━━━━━ RECORDS SHOWN ━━━━━

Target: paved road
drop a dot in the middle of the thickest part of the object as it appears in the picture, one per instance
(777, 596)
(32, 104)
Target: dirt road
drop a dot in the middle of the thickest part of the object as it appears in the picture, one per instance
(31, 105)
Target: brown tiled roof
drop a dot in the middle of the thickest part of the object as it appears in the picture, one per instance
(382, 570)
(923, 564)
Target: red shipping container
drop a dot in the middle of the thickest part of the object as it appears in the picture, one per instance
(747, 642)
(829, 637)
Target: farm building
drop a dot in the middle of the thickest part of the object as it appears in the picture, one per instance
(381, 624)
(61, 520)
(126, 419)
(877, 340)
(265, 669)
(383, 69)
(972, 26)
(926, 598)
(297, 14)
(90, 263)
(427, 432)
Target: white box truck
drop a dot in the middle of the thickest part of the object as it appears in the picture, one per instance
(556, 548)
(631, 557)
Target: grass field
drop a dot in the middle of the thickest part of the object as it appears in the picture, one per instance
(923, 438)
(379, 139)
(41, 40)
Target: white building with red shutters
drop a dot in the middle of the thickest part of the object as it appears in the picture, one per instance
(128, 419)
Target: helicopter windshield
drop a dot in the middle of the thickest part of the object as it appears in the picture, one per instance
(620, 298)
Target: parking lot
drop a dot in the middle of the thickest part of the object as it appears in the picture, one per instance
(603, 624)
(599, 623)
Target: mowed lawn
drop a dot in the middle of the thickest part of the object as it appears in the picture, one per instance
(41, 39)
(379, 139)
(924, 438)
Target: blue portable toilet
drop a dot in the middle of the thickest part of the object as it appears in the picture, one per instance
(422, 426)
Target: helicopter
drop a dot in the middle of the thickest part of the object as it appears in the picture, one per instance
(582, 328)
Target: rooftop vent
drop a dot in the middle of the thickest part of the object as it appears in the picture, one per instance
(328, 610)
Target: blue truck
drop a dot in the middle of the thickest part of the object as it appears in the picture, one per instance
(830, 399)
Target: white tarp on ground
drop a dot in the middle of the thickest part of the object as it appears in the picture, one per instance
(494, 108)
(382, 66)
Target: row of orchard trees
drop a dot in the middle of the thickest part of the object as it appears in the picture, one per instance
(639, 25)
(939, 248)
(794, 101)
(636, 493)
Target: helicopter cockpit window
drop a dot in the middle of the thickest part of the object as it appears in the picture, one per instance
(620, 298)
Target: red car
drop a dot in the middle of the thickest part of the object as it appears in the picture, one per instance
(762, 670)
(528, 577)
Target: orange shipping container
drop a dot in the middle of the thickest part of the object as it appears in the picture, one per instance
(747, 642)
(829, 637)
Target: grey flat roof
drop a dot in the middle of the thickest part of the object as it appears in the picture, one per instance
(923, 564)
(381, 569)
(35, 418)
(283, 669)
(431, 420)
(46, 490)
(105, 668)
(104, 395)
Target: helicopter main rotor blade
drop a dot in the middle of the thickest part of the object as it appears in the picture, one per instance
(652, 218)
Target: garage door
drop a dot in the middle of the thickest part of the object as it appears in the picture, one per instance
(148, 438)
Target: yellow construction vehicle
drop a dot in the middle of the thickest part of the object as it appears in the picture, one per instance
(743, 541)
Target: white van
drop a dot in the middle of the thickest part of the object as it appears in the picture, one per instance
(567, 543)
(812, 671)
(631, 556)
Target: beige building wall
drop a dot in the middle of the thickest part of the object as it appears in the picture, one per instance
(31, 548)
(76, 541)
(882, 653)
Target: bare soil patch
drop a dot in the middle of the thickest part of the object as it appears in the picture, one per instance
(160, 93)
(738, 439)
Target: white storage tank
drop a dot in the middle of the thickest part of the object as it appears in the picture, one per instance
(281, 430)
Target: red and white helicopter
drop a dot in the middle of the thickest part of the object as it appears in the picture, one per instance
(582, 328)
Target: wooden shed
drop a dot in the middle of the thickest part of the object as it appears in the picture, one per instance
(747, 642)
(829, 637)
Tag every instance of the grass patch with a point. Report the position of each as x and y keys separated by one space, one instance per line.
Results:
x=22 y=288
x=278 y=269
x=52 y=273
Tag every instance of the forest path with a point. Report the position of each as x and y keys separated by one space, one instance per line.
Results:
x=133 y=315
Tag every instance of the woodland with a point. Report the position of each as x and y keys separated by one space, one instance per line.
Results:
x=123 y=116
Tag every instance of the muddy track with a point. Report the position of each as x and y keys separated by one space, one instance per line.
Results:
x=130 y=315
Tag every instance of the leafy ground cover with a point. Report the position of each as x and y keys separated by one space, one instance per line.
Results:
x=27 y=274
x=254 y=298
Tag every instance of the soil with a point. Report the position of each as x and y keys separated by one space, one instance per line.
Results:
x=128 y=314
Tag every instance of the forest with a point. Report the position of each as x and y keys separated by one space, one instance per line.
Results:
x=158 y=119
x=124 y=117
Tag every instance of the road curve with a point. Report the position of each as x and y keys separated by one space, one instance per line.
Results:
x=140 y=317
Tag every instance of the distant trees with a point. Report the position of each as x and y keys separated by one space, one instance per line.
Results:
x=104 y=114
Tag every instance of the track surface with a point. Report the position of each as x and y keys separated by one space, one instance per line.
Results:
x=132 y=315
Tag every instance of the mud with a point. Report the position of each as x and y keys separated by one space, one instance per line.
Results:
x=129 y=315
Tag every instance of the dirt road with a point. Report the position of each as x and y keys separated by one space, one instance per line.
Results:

━━━━━

[ASSIGNMENT] Take the line holding "Tag every instance of the track" and the lines after it through the end of the entries. Retype them exactly and add nothing.

[EXERCISE OUTPUT]
Tag every instance of the track surface with a point. Report the position of each as x and y keys separated by one space, one instance per line.
Results:
x=132 y=315
Tag every instance of the mud with a point. Report the position of each as x and y keys separated by one space, one instance per line.
Results:
x=129 y=315
Tag every instance of the dirt road with a point. Report the position of each as x and y keys separated by one space, one instance per line.
Results:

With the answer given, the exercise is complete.